| Text provided |
Data Warehousing and Data Mining

The relationship between data mining tools and data warehousing systems can be most easily seen in the connector options of popular analytics software packages. For example, the image below right shows the many source options from which to pull data in from warehouse backends in Tableau Desktop. Microsoft Power BI includes similar interface options. There are countless packages in R for connecting to data warehouse backends, readily available online from proprietary and open-source vendors. Other proprietary packages such as SPSS, SAS, and JMP have similar interfaces.

Simply put, a data mining tool enables insights into what is stored in the data warehouse, and is only as useful as the quality of the data it accesses. Power (2016) calls this discover, access, and distill. In professional practice, this author has often seen businesses focus erroneously on a particular data mining tool, believing the paid solution will provide immediate value, without ensuring the data warehouse (or equivalent) is in proper order first. Successful implementation of a data mining tool requires a number of preparatory steps, including (but not limited to):

  1. Identifying appropriate Systems of Record (SORs)
  2. Validating the SOR accuracy and alignment with business purposes
  3. Establishing a common understanding of the data points within each SOR and how they translate across business units within the organization (this often requires an organization-wide Data Governance Board or equivalent)

| Stored data |
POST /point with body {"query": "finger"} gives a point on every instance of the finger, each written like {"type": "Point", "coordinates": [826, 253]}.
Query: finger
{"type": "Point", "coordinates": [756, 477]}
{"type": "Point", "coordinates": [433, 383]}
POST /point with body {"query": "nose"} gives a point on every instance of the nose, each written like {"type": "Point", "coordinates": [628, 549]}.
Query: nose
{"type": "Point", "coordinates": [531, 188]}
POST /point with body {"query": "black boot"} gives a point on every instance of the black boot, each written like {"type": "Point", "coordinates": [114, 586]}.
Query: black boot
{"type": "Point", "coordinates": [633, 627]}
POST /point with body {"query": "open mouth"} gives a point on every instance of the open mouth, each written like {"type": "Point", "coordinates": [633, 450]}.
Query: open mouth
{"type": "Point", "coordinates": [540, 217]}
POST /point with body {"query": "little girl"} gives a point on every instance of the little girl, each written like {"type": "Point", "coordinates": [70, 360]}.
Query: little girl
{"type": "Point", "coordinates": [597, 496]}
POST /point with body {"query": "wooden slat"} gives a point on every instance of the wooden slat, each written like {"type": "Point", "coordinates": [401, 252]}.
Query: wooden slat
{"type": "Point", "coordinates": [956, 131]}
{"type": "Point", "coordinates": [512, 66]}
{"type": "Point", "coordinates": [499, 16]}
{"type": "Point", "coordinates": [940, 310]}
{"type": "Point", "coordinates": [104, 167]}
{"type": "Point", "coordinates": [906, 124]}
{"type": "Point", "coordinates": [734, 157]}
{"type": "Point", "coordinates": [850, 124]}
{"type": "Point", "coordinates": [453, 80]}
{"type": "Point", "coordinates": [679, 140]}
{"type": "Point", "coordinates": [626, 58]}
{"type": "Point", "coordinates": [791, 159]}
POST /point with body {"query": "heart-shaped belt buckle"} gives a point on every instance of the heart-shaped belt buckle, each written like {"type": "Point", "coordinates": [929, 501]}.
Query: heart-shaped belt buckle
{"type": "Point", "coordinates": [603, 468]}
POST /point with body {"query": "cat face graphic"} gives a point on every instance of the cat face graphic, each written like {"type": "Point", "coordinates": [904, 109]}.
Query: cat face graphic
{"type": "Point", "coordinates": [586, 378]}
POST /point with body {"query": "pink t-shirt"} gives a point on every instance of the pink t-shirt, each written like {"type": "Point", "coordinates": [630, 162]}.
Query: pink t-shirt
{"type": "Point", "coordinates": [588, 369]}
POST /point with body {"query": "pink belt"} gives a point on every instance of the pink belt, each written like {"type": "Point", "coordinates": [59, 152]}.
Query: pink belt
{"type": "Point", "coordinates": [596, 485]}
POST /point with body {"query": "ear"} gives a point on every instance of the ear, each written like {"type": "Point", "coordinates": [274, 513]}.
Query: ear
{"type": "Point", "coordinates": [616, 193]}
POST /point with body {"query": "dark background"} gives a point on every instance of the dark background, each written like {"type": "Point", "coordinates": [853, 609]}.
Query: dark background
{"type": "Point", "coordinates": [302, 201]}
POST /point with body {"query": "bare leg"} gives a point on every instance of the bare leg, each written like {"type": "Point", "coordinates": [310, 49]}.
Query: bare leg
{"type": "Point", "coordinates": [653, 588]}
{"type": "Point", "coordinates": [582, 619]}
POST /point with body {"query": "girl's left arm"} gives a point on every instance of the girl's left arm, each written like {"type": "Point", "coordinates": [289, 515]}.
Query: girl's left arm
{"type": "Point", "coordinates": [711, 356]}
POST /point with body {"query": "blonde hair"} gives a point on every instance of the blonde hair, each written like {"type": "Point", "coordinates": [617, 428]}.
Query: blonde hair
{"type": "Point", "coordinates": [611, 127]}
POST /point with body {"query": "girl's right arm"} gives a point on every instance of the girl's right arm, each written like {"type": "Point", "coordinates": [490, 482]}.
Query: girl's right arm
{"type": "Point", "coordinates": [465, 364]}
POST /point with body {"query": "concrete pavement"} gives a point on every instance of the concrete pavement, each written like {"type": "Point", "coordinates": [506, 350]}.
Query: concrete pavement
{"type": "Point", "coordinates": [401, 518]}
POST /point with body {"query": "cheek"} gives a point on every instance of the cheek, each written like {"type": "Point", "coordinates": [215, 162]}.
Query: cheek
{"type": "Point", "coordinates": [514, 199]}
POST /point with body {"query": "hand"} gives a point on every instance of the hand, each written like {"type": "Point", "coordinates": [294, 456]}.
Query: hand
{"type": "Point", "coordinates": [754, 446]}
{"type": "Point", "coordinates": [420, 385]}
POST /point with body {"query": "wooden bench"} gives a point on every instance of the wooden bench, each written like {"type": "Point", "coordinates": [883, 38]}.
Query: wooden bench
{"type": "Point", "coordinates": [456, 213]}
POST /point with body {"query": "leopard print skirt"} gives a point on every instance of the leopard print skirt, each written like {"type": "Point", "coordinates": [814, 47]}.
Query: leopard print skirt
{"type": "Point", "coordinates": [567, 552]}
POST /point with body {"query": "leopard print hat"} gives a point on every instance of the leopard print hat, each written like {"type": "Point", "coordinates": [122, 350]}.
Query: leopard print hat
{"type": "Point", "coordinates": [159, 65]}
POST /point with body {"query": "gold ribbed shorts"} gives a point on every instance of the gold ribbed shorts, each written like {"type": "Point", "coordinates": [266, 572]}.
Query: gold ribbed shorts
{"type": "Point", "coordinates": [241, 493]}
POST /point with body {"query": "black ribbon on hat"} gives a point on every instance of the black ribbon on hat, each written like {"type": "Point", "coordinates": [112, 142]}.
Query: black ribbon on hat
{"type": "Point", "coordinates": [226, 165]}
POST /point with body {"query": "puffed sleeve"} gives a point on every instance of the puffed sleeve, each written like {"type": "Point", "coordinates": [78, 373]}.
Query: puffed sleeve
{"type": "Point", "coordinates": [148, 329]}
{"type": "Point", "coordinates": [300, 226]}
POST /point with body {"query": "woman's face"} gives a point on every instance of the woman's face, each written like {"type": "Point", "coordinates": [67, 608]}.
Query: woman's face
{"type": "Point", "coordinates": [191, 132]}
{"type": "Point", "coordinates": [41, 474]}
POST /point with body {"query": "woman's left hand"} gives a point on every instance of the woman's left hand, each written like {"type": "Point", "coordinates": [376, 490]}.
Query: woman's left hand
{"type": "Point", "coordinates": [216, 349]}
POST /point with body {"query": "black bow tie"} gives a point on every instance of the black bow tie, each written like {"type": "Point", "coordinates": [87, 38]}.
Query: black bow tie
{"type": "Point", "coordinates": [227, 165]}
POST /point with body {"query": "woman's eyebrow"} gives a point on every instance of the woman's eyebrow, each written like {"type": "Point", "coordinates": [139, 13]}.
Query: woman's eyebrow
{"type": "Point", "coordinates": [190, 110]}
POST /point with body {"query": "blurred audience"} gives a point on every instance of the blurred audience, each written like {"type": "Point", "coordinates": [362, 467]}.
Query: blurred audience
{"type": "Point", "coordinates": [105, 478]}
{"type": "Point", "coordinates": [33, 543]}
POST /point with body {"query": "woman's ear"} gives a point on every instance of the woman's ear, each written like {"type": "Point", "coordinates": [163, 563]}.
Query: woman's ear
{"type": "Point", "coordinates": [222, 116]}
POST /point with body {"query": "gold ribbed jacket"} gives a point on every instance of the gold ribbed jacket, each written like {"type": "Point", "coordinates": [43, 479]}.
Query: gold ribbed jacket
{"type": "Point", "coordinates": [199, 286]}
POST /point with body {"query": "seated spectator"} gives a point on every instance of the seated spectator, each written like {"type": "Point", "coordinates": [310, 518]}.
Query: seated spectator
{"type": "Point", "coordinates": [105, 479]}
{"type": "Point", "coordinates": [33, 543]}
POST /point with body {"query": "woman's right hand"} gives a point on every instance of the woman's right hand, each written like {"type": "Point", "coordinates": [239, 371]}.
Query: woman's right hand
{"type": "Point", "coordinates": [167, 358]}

| Your tasks |
1/ In the data warehousing text, what does Power (2016) call a data mining tool enabling insights into what is stored in the data warehouse?
2/ Please return the passage of the data warehousing text starting with "1. Identifying appropriate" and going on through "Board or equivalent)".

| Solutions by task |
1/ Discover, access, and distill.

2/
1. Identifying appropriate Systems of Record (SORs)
  2. Validating the SOR accuracy and alignment with business purposes
  3. Establishing a common understanding of the data points within each SOR and how they translate across business units within the organization (this often requires an organization-wide Data Governance Board or equivalent)